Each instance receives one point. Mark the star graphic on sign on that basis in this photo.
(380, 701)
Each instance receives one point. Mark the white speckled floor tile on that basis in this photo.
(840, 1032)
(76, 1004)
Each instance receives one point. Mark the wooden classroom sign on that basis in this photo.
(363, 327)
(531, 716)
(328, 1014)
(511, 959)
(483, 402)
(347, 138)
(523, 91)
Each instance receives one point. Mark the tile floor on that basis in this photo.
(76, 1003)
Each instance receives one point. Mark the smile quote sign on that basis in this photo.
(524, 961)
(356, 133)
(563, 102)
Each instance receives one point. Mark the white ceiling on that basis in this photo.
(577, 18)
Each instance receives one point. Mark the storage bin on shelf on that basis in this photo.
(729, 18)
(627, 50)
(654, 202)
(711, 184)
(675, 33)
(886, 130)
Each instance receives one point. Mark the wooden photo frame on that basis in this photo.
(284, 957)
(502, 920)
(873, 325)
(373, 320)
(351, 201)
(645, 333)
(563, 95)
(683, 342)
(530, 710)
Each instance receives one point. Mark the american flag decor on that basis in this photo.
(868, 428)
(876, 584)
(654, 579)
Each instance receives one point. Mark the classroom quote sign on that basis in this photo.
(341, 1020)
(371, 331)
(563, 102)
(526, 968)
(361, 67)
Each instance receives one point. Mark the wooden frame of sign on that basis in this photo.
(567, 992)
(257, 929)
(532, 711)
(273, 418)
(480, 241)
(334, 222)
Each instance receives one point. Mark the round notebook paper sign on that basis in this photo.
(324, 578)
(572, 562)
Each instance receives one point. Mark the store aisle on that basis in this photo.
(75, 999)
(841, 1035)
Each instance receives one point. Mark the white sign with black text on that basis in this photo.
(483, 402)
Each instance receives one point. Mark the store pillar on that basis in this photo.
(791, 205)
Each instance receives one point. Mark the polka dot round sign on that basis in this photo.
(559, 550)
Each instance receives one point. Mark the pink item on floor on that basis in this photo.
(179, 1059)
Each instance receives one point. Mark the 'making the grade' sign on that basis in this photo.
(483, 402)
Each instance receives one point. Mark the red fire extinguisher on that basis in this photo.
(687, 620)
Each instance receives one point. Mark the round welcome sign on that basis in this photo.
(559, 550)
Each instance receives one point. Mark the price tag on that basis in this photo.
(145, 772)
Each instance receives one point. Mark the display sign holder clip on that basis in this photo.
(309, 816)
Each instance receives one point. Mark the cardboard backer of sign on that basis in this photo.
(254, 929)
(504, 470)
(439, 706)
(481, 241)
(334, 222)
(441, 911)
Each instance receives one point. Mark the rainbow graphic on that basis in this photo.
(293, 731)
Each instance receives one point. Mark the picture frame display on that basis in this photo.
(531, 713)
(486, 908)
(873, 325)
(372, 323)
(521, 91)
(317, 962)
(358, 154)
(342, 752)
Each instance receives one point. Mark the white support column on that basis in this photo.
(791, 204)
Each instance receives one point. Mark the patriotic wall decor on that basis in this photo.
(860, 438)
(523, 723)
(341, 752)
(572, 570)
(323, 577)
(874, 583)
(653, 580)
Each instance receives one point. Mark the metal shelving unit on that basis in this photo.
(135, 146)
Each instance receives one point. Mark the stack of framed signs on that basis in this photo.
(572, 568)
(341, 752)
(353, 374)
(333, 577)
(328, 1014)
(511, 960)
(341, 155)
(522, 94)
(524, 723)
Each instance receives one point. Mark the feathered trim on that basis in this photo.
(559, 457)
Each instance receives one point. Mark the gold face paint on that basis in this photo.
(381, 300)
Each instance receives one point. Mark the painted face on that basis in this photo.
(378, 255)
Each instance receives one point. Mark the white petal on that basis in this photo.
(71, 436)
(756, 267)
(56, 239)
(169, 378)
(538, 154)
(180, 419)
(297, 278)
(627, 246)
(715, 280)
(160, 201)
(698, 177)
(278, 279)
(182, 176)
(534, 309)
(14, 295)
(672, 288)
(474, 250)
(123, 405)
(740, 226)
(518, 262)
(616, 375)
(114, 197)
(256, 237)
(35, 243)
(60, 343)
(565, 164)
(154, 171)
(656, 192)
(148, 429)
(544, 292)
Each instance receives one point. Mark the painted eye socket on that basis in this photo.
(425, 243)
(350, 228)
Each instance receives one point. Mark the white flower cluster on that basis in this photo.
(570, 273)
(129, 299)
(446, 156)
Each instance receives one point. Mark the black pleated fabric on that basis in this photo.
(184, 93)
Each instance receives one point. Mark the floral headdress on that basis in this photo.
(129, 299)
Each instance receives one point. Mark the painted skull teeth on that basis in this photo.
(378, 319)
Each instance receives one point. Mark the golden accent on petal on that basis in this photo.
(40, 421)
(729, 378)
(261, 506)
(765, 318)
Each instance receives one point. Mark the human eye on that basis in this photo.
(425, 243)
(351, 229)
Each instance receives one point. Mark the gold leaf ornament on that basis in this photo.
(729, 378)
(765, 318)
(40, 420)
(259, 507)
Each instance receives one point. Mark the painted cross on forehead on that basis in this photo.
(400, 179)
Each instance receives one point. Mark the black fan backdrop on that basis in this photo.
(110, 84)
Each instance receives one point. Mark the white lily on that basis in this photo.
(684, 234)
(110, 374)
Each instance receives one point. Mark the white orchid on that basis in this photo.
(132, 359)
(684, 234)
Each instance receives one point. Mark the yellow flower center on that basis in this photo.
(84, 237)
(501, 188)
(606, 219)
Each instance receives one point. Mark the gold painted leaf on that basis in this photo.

What you are asked to do —
Could you lay out every line of the records above as a Markdown table with two columns, Row and Line, numbering each row and leaving out any blank lines?

Solution for this task —
| Row | Line |
|---|---|
| 1 | Each instance receives one point. Mark the star graphic on sign on that basis in this photo. |
| 2 | (380, 701) |
| 3 | Each instance receives one point. Mark the white speckled floor tile on that basis in this photo. |
| 4 | (840, 1032) |
| 5 | (76, 1004) |
| 6 | Each instance receives one point. Mark the wooden classroom sign on that basis in this photo. |
| 7 | (363, 327) |
| 8 | (531, 716) |
| 9 | (328, 1014) |
| 10 | (511, 959) |
| 11 | (483, 402) |
| 12 | (347, 138) |
| 13 | (523, 91) |
| 14 | Each instance receives one point. Mark the tile floor on that basis in this photo. |
| 15 | (76, 1003) |
| 16 | Each instance receives one point. Mark the smile quote sign on that basis in this photo. |
| 17 | (524, 961) |
| 18 | (356, 133) |
| 19 | (563, 102) |
| 20 | Each instance receives one point. Mark the white ceiling on that basis in this photo. |
| 21 | (577, 18) |
| 22 | Each instance receives one point. Mark the storage bin on shelf on that basis in this photo. |
| 23 | (729, 18) |
| 24 | (627, 50) |
| 25 | (654, 202) |
| 26 | (711, 184) |
| 27 | (675, 33) |
| 28 | (886, 130) |
| 29 | Each instance receives one point. Mark the wooden photo frame on that basis in this photo. |
| 30 | (284, 957) |
| 31 | (502, 920) |
| 32 | (873, 325) |
| 33 | (373, 320) |
| 34 | (351, 201) |
| 35 | (645, 333) |
| 36 | (563, 95) |
| 37 | (683, 342) |
| 38 | (530, 710) |
| 39 | Each instance receives one point. Mark the american flag decor on that basis in this photo. |
| 40 | (868, 428) |
| 41 | (876, 584) |
| 42 | (654, 579) |
| 43 | Each instance receives one point. Mark the classroom quote sign on that basis in this photo. |
| 44 | (341, 1020) |
| 45 | (371, 331) |
| 46 | (563, 102) |
| 47 | (526, 968) |
| 48 | (361, 67) |
| 49 | Each instance receives one point. Mark the wooden frame of sign on that basis in this photo. |
| 50 | (567, 992) |
| 51 | (257, 929) |
| 52 | (532, 711) |
| 53 | (273, 418) |
| 54 | (480, 241) |
| 55 | (334, 222) |
| 56 | Each instance receives one point. Mark the round notebook paper sign on that basis in this photo. |
| 57 | (324, 578) |
| 58 | (572, 562) |
| 59 | Each instance receives one point. Mark the store aisle on that basis in this photo. |
| 60 | (75, 999) |
| 61 | (841, 1035) |
| 62 | Each instance receives one point. Mark the white sign with black text on that basis in this photo. |
| 63 | (483, 402) |
| 64 | Each instance receives one point. Mark the store pillar on that basis in this photo. |
| 65 | (791, 205) |
| 66 | Each instance receives one point. Mark the polka dot round sign on that basis in this photo. |
| 67 | (559, 550) |
| 68 | Each instance receives one point. Mark the pink item on floor on that basis in this photo. |
| 69 | (179, 1059) |
| 70 | Each instance receives one point. Mark the 'making the grade' sign on that basis in this photo. |
| 71 | (483, 402) |
| 72 | Each instance receives one point. Mark the red fire extinguisher on that basis in this photo. |
| 73 | (687, 620) |
| 74 | Each instance receives one point. Mark the round welcome sign on that basis in this photo. |
| 75 | (559, 550) |
| 76 | Each instance receives one point. Mark the price tag on that basis in this photo. |
| 77 | (145, 772) |
| 78 | Each instance receives one point. Mark the display sign holder clip on that basis in this photo. |
| 79 | (309, 816) |
| 80 | Each instance receives one point. Mark the cardboard backer of sign on that basis in this photo. |
| 81 | (254, 929) |
| 82 | (504, 470) |
| 83 | (439, 706) |
| 84 | (481, 241) |
| 85 | (334, 222) |
| 86 | (441, 911) |
| 87 | Each instance receives one point. Mark the rainbow graphic on that basis in this photo. |
| 88 | (293, 731) |
| 89 | Each instance receives one point. Mark the picture frame display on that basis in this photo. |
| 90 | (531, 713) |
| 91 | (486, 908) |
| 92 | (873, 325) |
| 93 | (372, 323) |
| 94 | (521, 91) |
| 95 | (317, 962) |
| 96 | (358, 154) |
| 97 | (342, 752) |
| 98 | Each instance receives one point. Mark the white support column on that basis in this photo. |
| 99 | (791, 204) |
| 100 | Each instance receives one point. Mark the patriotic wall decor on that basis in this photo. |
| 101 | (860, 438) |
| 102 | (523, 723) |
| 103 | (341, 752) |
| 104 | (572, 570) |
| 105 | (323, 577) |
| 106 | (874, 583) |
| 107 | (653, 580) |
| 108 | Each instance receives one point. Mark the metal shelving unit on that basis in this photo. |
| 109 | (135, 146) |
| 110 | Each instance receives one point. Mark the stack of framed signs on that basis in this photo. |
| 111 | (572, 568) |
| 112 | (341, 752) |
| 113 | (353, 374) |
| 114 | (333, 577) |
| 115 | (328, 1014) |
| 116 | (511, 960) |
| 117 | (341, 155) |
| 118 | (522, 94) |
| 119 | (524, 723) |
| 120 | Each instance receives one point. Mark the feathered trim on that basis in this photo. |
| 121 | (559, 457) |
| 122 | Each instance receives one point. Mark the gold face paint on that basis in this photo. |
| 123 | (381, 300) |
| 124 | Each instance receives one point. Mark the painted face on that basis in this photo. |
| 125 | (378, 255) |
| 126 | Each instance receives one point. Mark the white petal on that basis in this photo. |
| 127 | (71, 436) |
| 128 | (756, 267) |
| 129 | (56, 239) |
| 130 | (169, 378) |
| 131 | (538, 154) |
| 132 | (180, 419) |
| 133 | (297, 278) |
| 134 | (627, 246) |
| 135 | (715, 280) |
| 136 | (160, 201) |
| 137 | (698, 177) |
| 138 | (278, 279) |
| 139 | (182, 176) |
| 140 | (534, 309) |
| 141 | (14, 295) |
| 142 | (672, 288) |
| 143 | (474, 250) |
| 144 | (123, 405) |
| 145 | (740, 226) |
| 146 | (518, 262) |
| 147 | (616, 375) |
| 148 | (114, 197) |
| 149 | (256, 237) |
| 150 | (35, 243) |
| 151 | (60, 343) |
| 152 | (565, 164) |
| 153 | (154, 171) |
| 154 | (656, 192) |
| 155 | (148, 429) |
| 156 | (544, 292) |
| 157 | Each instance receives one point. Mark the painted eye socket on that basis in this photo. |
| 158 | (425, 243) |
| 159 | (350, 228) |
| 160 | Each instance receives one point. Mark the white flower cluster on that basis in this photo. |
| 161 | (570, 273) |
| 162 | (129, 299) |
| 163 | (446, 156) |
| 164 | Each instance receives one point. Mark the black pleated fabric on that basis in this photo. |
| 165 | (184, 93) |
| 166 | Each instance receives one point. Mark the floral headdress on that basis in this photo. |
| 167 | (129, 299) |
| 168 | Each instance receives one point. Mark the painted skull teeth on that basis in this photo. |
| 169 | (378, 319) |
| 170 | Each instance receives one point. Mark the golden accent on petal on that basis in this photo. |
| 171 | (40, 421) |
| 172 | (729, 378) |
| 173 | (261, 506) |
| 174 | (765, 318) |
| 175 | Each instance receives one point. Mark the human eye on that basis in this photo. |
| 176 | (425, 243) |
| 177 | (351, 229) |
| 178 | Each instance receives one point. Mark the gold leaf ornament on that basis in this photo. |
| 179 | (729, 378) |
| 180 | (765, 318) |
| 181 | (40, 420) |
| 182 | (259, 507) |
| 183 | Each instance receives one point. Mark the painted cross on forehead on that basis in this photo. |
| 184 | (400, 179) |
| 185 | Each instance receives one point. Mark the black fan backdrop on that basis in this photo. |
| 186 | (110, 84) |
| 187 | Each instance receives one point. Mark the white lily on that basis in this photo. |
| 188 | (684, 234) |
| 189 | (110, 374) |
| 190 | Each instance receives one point. Mark the white orchid on that basis in this photo. |
| 191 | (132, 359) |
| 192 | (684, 234) |
| 193 | Each instance receives one point. Mark the yellow flower center on that basis in this photo. |
| 194 | (84, 237) |
| 195 | (501, 188) |
| 196 | (606, 219) |
| 197 | Each instance receives one point. Mark the gold painted leaf on that basis in this photo. |